**VORLIEGENDER AUSZUG:**
━━━━━━━━━━━━━━━━━━━━━━━━━━━━━━
Besser früherer Leistungsanspruch

Auch der Bereich der Freizeitsportarten wurde grundlegend überarbeitet. Hier werden nur noch die Extremsportarten, die aktuell schon zu einer Ablehnung führen, herausgefiltert, während beispielsweise Freizeitboxen, Tauchen und Reiten künftig nicht mehr durch Ausschlussklauseln oder Risikozuschläge bestraft werden. Fazit: Durch das Underwriting-Mindset Unterstützen. Versichern. Belohnen. können mehr Kunden normal versichert werden. Dies erhöht die Durchdringung und steigert das Neugeschäft. Gute Gründe für die Provinzial, ein Pilotprojekt zu starten und die Wirkungsweise in der Praxis zu testen.

Zu den Ergebnissen tauschen sich Guido Schaefers von der Provinzial und Dr. Barbara Ries von der Deutschen Rück aus.

Interview mit Provinzial-Lebenvorstand Guido Schaefers

Barbara Ries: Der Wettbewerbsdruck steigt, in der Biometrie wird um jeden Kunden gerungen. Wie bewerten Sie den aktuellen Markt und mit welchen Themen versucht die Provinzial, positive Impulse für das Neugeschäft in der Biometrei zu setzen?
━━━━━━━━━━━━━━━━━━━━━━━━━━━━━━
**ROHDATEN:**
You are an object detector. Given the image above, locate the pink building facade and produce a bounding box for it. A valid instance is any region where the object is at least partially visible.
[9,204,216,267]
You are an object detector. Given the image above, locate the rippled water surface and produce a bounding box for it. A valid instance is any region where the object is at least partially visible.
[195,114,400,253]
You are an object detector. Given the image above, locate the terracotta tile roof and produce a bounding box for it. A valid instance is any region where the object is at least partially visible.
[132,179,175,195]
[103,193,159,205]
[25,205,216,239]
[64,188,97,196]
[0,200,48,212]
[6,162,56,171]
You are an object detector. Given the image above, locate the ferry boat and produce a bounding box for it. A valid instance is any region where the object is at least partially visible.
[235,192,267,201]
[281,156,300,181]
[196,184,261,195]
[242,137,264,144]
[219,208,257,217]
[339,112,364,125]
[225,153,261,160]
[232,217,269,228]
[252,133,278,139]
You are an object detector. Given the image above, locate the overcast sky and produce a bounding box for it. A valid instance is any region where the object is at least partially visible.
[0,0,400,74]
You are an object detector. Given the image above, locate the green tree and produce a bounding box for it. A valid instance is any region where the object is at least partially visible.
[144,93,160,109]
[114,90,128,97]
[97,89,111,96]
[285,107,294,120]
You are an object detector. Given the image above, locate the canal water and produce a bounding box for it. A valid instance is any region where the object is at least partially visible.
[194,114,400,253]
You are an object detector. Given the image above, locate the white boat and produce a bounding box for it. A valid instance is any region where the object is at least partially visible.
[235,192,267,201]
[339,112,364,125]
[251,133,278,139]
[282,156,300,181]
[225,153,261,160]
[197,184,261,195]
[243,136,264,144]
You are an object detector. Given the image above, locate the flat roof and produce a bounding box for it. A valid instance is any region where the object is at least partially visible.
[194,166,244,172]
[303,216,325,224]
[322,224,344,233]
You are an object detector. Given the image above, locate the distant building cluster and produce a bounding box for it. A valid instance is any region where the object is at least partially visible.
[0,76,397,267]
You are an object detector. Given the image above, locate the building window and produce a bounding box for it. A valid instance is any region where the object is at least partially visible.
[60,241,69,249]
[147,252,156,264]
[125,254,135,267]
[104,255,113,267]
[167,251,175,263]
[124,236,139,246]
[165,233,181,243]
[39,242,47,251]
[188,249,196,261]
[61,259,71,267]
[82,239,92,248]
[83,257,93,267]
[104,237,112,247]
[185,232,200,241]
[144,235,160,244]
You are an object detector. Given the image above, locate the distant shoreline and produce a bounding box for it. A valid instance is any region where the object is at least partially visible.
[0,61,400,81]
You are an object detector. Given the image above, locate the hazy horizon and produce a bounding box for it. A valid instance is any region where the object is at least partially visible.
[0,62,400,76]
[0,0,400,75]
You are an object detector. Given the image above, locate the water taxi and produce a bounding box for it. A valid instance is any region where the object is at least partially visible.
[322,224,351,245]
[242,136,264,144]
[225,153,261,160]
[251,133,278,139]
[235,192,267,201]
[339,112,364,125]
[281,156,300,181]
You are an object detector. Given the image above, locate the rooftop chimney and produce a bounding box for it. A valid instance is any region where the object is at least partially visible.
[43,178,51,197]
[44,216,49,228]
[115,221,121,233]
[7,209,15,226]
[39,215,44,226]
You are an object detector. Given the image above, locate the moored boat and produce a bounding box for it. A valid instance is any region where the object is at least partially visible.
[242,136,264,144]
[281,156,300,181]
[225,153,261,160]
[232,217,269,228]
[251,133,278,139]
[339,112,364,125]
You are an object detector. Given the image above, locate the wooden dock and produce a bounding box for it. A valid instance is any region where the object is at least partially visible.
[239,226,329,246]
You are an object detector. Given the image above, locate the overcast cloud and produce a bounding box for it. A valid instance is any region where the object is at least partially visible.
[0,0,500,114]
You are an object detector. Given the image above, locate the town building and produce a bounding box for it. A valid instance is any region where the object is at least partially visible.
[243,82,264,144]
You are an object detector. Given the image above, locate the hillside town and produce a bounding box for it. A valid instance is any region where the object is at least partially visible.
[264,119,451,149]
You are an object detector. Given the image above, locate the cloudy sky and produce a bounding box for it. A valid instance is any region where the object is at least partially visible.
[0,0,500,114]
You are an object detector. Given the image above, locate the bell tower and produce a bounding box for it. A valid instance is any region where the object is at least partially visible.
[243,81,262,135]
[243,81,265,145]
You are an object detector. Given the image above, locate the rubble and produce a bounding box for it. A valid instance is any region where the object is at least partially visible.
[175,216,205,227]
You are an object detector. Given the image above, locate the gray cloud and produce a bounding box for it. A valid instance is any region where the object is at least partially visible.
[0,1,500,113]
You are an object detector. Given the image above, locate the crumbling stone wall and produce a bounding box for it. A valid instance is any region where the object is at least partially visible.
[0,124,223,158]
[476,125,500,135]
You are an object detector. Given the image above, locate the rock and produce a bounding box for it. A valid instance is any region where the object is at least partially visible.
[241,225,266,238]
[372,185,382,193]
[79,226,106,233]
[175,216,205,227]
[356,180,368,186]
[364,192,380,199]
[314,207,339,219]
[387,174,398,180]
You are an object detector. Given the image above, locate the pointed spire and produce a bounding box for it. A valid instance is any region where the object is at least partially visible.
━━━━━━━━━━━━━━━━━━━━━━━━━━━━━━
**AUFGABEN:**
[1] Welche Freizeitsportarten nennt der Auszug über das Underwriting der Provinzial als Beispiele für Sportarten, die künftig nicht mehr durch Ausschlussklauseln oder Risikozuschläge bestraft werden?
[2] Setze den Auszug über das Underwriting der Provinzial nach seinem letzten Satz fort.

**LÖSUNGEN JE AUFGABE:**
[1] Freizeitboxen, Tauchen und Reiten.

[2]
Guido Schaefers: Die Menschen wollen sich gegen Risiken absichern und hier steht im Bereich der Lebensversicherung insbesondere die Absicherung der Angehörigen im Todesfall oder die Absicherung der eigenen Arbeitskraft im Vordergrund. Für diese Ereignisse bietet die Provinzial schon immer sehr gute Produkte an. Dies wird auch regelmäßig durch vorderste Plätze in verschiedenen Ratings bestätigt. Aber neben der Produktqualität ist es für einen Serviceversicherer auch von immanenter Bedeutung, die Prozesse gegenüber dem Kunden optimal zu gestalten. Das heißt bei biometrischen Produkten, die Prozesse der Antragsannahme mitsamt der Risikoprüfung sowie die Prozesse im Versicherungsfall, also der Leistungsprüfung. Hier versuchen wir uns vom Marktstandard positiv abzuheben und für den Kunden einen echten Mehrwert durch schnelle und effiziente Prozesse zu erreichen.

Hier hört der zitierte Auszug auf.